## EXERCISE
Without changing anything, transcribe all of the entries.
┄┄┄┄┄┄┄┄┄┄
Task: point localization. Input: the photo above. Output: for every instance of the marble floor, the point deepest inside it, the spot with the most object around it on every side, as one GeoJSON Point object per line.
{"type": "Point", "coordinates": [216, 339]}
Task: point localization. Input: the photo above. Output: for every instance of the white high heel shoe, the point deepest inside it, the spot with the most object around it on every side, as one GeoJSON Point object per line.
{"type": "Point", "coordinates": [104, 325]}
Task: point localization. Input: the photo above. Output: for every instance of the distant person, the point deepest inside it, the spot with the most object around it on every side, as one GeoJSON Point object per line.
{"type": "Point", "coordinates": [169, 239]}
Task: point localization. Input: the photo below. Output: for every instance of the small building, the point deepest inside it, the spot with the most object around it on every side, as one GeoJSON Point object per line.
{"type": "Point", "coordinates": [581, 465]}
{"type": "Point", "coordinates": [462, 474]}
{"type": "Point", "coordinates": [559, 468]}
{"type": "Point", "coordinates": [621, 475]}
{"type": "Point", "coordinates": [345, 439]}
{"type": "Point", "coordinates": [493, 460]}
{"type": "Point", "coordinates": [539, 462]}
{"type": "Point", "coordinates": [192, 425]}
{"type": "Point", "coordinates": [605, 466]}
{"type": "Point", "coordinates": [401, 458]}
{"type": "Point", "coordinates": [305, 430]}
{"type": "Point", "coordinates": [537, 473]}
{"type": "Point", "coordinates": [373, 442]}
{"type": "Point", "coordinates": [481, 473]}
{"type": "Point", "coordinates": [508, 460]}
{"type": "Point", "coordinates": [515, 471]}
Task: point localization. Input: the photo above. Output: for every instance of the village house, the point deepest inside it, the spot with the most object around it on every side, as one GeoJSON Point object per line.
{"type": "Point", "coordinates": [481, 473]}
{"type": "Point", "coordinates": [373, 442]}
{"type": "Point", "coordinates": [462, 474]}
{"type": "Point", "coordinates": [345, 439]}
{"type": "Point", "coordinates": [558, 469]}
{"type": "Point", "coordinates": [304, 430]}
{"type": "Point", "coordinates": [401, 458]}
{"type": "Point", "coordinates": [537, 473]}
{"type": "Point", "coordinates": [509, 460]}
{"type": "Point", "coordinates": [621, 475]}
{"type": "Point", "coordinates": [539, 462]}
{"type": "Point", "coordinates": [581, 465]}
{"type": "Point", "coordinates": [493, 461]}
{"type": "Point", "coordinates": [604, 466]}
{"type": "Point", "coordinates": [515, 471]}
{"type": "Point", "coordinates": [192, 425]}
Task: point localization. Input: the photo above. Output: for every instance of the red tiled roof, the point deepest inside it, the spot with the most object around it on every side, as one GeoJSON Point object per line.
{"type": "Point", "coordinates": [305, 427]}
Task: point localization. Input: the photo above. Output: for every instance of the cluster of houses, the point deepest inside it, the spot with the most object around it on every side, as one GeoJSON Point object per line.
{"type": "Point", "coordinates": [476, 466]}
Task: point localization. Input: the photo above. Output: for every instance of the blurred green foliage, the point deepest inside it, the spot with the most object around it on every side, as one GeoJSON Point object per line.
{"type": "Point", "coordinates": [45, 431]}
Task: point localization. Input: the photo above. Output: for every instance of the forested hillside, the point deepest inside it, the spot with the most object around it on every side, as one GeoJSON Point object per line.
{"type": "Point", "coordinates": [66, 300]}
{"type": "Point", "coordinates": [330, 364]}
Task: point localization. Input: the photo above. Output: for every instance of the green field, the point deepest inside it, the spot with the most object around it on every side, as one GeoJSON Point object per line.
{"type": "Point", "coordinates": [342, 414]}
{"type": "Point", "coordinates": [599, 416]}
┄┄┄┄┄┄┄┄┄┄
## TASK ANSWER
Task: point localization. Input: the photo above. Output: for every instance of the marble floor, the point deepest inside it, the spot with the most object around it on every side, as one GeoJSON Point object per line.
{"type": "Point", "coordinates": [216, 339]}
Task: point localization. Input: the photo above. Output: for every instance of the white high heel shoe, the point deepest inside it, the spot with the most object around it on every side, as one GeoJSON Point object per line.
{"type": "Point", "coordinates": [104, 325]}
Task: point localization. Input: the photo above. Output: for every instance of the distant person, the point deepest inside it, the spot with the most object around it on every side, as one GeoJSON Point object per line.
{"type": "Point", "coordinates": [169, 239]}
Task: point localization. Input: the photo below. Output: for every instance of the small building, the point deepest inside it, the spot with the most object around it on every side, as one GeoJSON Point object per line.
{"type": "Point", "coordinates": [581, 465]}
{"type": "Point", "coordinates": [462, 474]}
{"type": "Point", "coordinates": [559, 468]}
{"type": "Point", "coordinates": [621, 475]}
{"type": "Point", "coordinates": [345, 439]}
{"type": "Point", "coordinates": [493, 460]}
{"type": "Point", "coordinates": [539, 462]}
{"type": "Point", "coordinates": [192, 425]}
{"type": "Point", "coordinates": [605, 466]}
{"type": "Point", "coordinates": [401, 458]}
{"type": "Point", "coordinates": [305, 430]}
{"type": "Point", "coordinates": [537, 473]}
{"type": "Point", "coordinates": [373, 442]}
{"type": "Point", "coordinates": [481, 473]}
{"type": "Point", "coordinates": [508, 460]}
{"type": "Point", "coordinates": [515, 471]}
Task: point localization. Input: the photo above. Output: for every instance of the village house, the point deepest inside it, the spot with the most object around it on every side, as one GeoJSON Point object per line.
{"type": "Point", "coordinates": [481, 473]}
{"type": "Point", "coordinates": [373, 442]}
{"type": "Point", "coordinates": [462, 474]}
{"type": "Point", "coordinates": [345, 439]}
{"type": "Point", "coordinates": [558, 469]}
{"type": "Point", "coordinates": [304, 430]}
{"type": "Point", "coordinates": [401, 458]}
{"type": "Point", "coordinates": [537, 473]}
{"type": "Point", "coordinates": [509, 460]}
{"type": "Point", "coordinates": [621, 475]}
{"type": "Point", "coordinates": [539, 462]}
{"type": "Point", "coordinates": [581, 465]}
{"type": "Point", "coordinates": [493, 461]}
{"type": "Point", "coordinates": [604, 466]}
{"type": "Point", "coordinates": [515, 471]}
{"type": "Point", "coordinates": [192, 425]}
Task: point localization. Input: the photo above. Output: for every instance of the red tiled roof, the point deepest inside it, the spot with the most object around it on every side, as one GeoJSON Point object per line.
{"type": "Point", "coordinates": [305, 427]}
Task: point localization. Input: the photo above. Output: for every instance of the cluster of houses, the point deepest inside it, the spot with the most object around it on every side, as one GeoJSON Point object per line.
{"type": "Point", "coordinates": [476, 466]}
Task: point localization. Input: the photo above. Output: for every instance of the blurred green foliage, the point deepest inside it, the spot with the most object around it on every side, as one GeoJSON Point object per line.
{"type": "Point", "coordinates": [45, 431]}
Task: point localization. Input: the photo above. Output: for every instance of the forested hillside, the point deepest inside it, the spot with the most object around it on every side, as one GeoJSON Point object per line.
{"type": "Point", "coordinates": [66, 300]}
{"type": "Point", "coordinates": [330, 364]}
Task: point localization. Input: the photo above. Output: for every instance of the green field, the point deepest inside it, the spot with the most object around it on every side, as one GeoJSON Point object per line.
{"type": "Point", "coordinates": [342, 414]}
{"type": "Point", "coordinates": [599, 416]}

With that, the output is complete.